Por Mariano Nieto Navarro
Al hablar de discriminación por maternidad se suele pensar en primer lugar en los perjuicios que sufren las mujeres en el mercado laboral por el hecho de ser o poder ser madres. Aquí, sin embargo, me voy a referir a la discriminación que por la misma causa sufren las mujeres en el trabajo de cuidados no remunerado, las comúnmente denominadas “tareas domésticas”.
Es evidente que todas las personas necesitamos ser cuidadas. No lo es tanto, especialmente para los hombres, que todos y todas necesitamos también cuidar de nuestros semejantes para tener una vida plena.
El trabajo de cuidado tiene dos dimensiones, una material y otra afectiva. La dimensión material se puede compartir, la dimensión afectiva es intransferible.
Si hay sobrecarga de tareas de cuidado material, la dimensión afectiva se resiente. Es difícil dar cariño cuando se está agotada/o.
Por su parte, la dimensión material del cuidado, a su vez, tiene dos aspectos: uno es el ejecutivo, el otro es el organizativo; ocuparse y pre-ocuparse. En la parada del autobús escolar, una de las madres (sólo hay mujeres esperando, madres y empleadas del hogar) comenta: “si yo le dijera a mi marido que se ocupe de recoger al niño, vendría el primer día pero después se le olvidaría cada dos por tres”. Cuando los hombres nos implicamos en tareas de cuidado, en general asumimos la labor ejecutiva, el ocuparse, pero difícilmente nos pre-ocupamos porque preferimos ir “a remolque”: “tú dime lo que tengo que hacer y yo lo hago”. Preferimos desentendernos y criticar a las mujeres porque son unas histéricas que se preocupan demasiado. Y si decidimos pre-ocuparnos, nos creemos más capacitados para la organización que las mujeres y nos ponemos a dar lecciones sobre cómo se deben hacer las cosas a quienes llevan siglos haciéndolas sin reconocimiento social.
En otro orden, podemos hablar de tres tipos de cuidados: el auto-cuidado, el cuidado recíproco y el cuidado de personas dependientes. El primer tipo de cuidado es reflexivo, hacia unx mismx; el segundo tipo es bidireccional, el tercero es unidireccional.
Los hombres, por diversos motivos, tenemos importantes déficits en la práctica de los tres tipos de cuidados.
La falta de auto-cuidado de los hombres se produce en muchos aspectos de la vida, desde la falta de higiene personal o doméstica, hasta las adicciones o la asunción irreflexiva de conductas de riesgo en la conducción de vehículos o en deportes extremos. Esto se refleja en mayores tasas de alcoholismo, de accidentes de carretera o de lesiones deportivas.
La falta de auto-cuidado de cada hombre sobrecarga a las personas allegadas, principalmente mujeres, que deben asumir como trabajo extra las tareas materiales y mentales de cuidado que uno no hace por sí mismo.

Enunciado 1 - Según el texto sobre los cuidados, ¿qué dos dimensiones tiene el trabajo de cuidado?
Enunciado 2 - Devuelve literalmente el fragmento del texto sobre los cuidados que empieza con "Es evidente que" y sigue hasta "afectiva es intransferible.".
Usa únicamente el texto sobre los cuidados para responder.

Material proporcionado -
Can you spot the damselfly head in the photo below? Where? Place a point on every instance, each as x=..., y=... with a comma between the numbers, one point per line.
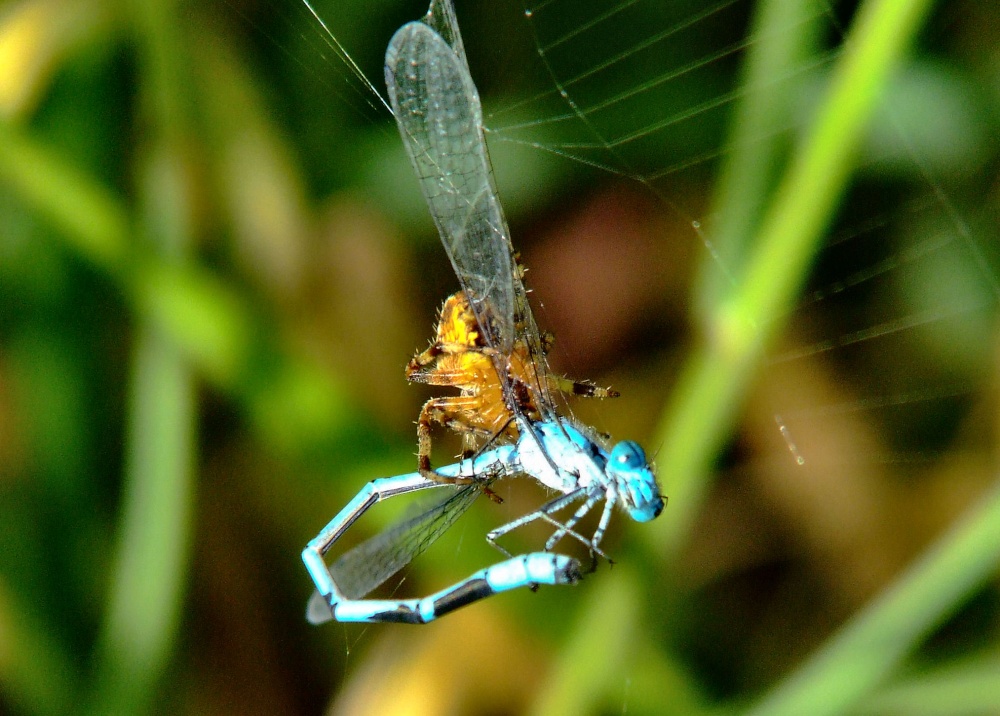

Solución 1 - Una dimensión material y otra afectiva.

Solución 2 -
Es evidente que todas las personas necesitamos ser cuidadas. No lo es tanto, especialmente para los hombres, que todos y todas necesitamos también cuidar de nuestros semejantes para tener una vida plena.
El trabajo de cuidado tiene dos dimensiones, una material y otra afectiva. La dimensión material se puede compartir, la dimensión afectiva es intransferible.